[Location labeling records]
+++

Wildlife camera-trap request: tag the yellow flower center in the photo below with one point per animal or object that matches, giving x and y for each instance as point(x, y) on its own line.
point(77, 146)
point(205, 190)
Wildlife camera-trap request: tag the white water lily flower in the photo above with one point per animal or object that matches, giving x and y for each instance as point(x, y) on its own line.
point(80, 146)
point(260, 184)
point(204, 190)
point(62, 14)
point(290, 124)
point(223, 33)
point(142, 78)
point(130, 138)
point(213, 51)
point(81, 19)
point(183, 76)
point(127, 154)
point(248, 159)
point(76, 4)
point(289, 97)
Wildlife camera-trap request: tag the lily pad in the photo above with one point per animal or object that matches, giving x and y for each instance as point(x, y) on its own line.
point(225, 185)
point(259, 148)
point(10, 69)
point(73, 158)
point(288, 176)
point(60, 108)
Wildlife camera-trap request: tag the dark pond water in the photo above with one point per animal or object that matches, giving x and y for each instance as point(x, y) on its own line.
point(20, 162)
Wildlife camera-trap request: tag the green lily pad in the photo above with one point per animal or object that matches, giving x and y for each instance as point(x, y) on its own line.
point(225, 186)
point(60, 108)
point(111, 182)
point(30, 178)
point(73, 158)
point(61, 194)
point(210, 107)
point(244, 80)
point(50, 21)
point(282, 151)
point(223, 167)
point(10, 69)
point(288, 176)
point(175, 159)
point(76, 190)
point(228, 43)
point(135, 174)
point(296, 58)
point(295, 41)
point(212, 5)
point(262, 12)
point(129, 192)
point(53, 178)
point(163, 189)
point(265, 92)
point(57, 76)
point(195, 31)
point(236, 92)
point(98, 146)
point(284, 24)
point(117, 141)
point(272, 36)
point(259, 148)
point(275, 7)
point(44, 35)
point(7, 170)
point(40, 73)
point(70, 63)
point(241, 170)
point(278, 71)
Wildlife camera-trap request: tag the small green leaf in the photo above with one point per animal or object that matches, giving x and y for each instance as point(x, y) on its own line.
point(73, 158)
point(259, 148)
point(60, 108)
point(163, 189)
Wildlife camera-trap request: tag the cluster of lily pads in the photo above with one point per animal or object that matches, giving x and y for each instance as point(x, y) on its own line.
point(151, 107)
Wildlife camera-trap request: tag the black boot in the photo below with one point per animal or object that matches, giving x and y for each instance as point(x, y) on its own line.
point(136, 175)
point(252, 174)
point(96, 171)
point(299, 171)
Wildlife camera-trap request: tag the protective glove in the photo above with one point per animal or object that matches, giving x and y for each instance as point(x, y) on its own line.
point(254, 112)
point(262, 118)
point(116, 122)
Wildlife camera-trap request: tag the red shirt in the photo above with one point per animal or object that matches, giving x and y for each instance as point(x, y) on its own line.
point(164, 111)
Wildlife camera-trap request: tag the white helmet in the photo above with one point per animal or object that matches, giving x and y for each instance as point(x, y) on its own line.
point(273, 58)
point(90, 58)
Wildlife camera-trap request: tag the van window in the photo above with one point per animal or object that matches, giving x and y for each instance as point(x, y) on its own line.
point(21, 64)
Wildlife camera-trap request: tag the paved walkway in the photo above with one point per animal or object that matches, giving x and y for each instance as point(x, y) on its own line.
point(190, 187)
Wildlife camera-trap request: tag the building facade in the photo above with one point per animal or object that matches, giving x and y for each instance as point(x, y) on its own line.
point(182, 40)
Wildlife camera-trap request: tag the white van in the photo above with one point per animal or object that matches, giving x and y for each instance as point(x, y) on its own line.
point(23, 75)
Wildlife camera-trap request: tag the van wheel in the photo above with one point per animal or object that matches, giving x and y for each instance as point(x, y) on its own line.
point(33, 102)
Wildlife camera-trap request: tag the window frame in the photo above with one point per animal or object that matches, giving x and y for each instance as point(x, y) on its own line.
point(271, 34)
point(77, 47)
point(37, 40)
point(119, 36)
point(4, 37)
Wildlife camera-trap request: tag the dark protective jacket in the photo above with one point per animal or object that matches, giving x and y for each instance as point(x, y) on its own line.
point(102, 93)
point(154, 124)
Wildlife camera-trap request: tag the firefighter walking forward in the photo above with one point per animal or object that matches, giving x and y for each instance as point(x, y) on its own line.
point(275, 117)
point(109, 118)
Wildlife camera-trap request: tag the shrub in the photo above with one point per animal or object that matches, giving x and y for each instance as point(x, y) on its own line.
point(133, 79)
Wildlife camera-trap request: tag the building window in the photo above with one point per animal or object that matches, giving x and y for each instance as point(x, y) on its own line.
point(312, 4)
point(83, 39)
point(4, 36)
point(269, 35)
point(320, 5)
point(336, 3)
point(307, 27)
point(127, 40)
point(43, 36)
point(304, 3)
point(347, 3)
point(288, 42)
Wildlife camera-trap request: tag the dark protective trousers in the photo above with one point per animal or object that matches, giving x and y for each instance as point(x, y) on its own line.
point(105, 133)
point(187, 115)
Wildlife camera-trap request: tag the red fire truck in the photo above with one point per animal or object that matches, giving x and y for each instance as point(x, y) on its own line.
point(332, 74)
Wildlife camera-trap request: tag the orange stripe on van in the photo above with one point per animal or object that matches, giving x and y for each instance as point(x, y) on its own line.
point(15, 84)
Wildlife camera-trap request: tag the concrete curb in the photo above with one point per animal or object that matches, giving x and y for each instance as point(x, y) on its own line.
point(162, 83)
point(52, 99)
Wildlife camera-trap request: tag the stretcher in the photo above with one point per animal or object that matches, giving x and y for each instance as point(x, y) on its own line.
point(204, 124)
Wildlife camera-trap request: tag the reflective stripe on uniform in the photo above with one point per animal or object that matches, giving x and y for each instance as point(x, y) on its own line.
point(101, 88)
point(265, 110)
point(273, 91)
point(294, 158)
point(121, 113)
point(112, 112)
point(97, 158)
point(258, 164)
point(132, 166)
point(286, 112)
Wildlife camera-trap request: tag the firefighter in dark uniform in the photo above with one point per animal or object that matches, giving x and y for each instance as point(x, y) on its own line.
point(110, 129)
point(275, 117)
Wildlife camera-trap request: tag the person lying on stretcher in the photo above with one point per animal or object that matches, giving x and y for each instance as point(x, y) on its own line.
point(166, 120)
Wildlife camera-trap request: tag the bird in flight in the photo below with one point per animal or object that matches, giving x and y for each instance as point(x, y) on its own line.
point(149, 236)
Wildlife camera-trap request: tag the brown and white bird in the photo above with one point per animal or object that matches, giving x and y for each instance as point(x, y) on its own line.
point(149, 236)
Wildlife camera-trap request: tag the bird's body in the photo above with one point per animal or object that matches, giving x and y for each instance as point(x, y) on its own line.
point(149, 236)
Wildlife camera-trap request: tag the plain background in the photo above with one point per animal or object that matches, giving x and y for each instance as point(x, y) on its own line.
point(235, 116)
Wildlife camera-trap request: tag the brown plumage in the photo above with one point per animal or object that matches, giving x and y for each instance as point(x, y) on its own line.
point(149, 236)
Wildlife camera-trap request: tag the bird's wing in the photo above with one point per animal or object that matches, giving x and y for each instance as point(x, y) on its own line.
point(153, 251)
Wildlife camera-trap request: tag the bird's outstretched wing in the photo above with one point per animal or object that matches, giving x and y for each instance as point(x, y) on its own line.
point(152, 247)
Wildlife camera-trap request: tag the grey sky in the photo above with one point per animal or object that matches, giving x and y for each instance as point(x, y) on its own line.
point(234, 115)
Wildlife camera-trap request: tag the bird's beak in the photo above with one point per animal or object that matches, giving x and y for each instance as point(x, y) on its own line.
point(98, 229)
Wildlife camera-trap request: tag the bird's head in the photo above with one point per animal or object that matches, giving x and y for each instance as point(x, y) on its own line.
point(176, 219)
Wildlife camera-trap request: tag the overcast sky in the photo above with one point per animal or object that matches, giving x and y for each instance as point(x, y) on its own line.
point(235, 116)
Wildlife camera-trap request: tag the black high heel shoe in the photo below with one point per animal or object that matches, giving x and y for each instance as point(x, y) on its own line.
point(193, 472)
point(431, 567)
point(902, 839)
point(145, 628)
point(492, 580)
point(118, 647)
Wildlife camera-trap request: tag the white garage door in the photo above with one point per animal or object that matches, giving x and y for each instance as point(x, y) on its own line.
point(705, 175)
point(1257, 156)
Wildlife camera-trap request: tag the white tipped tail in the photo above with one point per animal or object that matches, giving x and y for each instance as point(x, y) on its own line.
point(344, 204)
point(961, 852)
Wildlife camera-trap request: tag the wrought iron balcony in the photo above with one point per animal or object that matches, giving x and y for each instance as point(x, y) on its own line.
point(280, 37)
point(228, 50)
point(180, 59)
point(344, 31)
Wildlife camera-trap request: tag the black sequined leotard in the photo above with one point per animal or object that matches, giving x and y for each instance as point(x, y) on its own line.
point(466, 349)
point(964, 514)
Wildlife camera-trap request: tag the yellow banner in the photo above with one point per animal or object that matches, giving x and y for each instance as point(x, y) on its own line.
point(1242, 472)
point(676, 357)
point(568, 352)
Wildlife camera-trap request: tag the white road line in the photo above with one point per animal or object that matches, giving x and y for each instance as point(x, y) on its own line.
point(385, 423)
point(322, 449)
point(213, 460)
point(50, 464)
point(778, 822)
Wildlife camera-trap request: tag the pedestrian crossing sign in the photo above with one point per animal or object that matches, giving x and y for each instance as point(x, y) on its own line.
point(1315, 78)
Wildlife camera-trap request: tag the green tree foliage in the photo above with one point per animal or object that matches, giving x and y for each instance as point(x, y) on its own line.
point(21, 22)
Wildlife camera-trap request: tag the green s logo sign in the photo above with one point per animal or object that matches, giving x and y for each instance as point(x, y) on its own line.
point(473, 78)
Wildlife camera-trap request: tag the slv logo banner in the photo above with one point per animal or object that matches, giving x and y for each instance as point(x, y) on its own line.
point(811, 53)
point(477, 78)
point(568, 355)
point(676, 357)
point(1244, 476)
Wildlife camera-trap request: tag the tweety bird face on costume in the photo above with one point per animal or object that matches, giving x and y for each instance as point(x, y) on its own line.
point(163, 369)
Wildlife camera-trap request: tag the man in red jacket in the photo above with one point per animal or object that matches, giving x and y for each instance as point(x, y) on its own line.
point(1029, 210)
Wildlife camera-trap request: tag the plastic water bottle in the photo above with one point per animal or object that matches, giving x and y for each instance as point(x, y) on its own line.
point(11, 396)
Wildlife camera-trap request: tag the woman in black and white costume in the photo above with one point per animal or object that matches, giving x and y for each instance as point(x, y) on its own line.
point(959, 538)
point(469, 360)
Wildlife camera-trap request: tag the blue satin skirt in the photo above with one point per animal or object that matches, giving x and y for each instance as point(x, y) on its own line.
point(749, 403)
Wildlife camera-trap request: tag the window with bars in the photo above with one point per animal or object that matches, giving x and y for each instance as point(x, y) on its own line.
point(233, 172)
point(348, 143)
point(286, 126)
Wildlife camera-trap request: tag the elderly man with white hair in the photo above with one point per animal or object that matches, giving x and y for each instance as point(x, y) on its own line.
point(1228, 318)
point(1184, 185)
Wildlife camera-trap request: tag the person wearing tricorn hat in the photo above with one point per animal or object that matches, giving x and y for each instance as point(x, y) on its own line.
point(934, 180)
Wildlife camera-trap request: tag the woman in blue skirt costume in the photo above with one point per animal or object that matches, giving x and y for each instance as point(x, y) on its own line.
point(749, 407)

+++

_STATED EXERCISE:_ Reproduce every line of the material between the lines holding "Wildlife camera-trap request: tag the green lily" and "point(151, 107)", inclusive, keeping the requests unchanged and offsetting each x and y coordinate in the answer points by -84.

_IN RESPONSE:_
Wildlife camera-trap request: tag the green lily pad in the photo above with one point per animal or object that matches, giving x and y for each instance as point(x, y) on its own line.
point(141, 102)
point(-24, 24)
point(27, 98)
point(-54, 94)
point(-11, 74)
point(-23, 110)
point(126, 23)
point(160, -4)
point(-34, -63)
point(198, 67)
point(139, 83)
point(-74, -15)
point(204, 92)
point(91, 75)
point(-8, 106)
point(144, -41)
point(51, 90)
point(212, -26)
point(211, -43)
point(128, -79)
point(178, -72)
point(45, 108)
point(-31, 94)
point(79, 105)
point(181, 8)
point(-27, -8)
point(111, -53)
point(152, 8)
point(14, 62)
point(200, -60)
point(33, 57)
point(188, -48)
point(175, 64)
point(191, -77)
point(-40, -49)
point(-77, 86)
point(-44, -11)
point(-14, -21)
point(157, 86)
point(194, -13)
Wildlife camera-trap request: tag the small green leaf in the photo above with one point per animal or object that matches, giving x and y for each instance as point(x, y) on its own line.
point(-11, 74)
point(175, 64)
point(-24, 24)
point(79, 105)
Wildlife camera-trap request: tag the cluster of lily pads in the photo above with one point per animal or object that matches, giving x and y for each instance as point(x, y) on its own line.
point(67, 23)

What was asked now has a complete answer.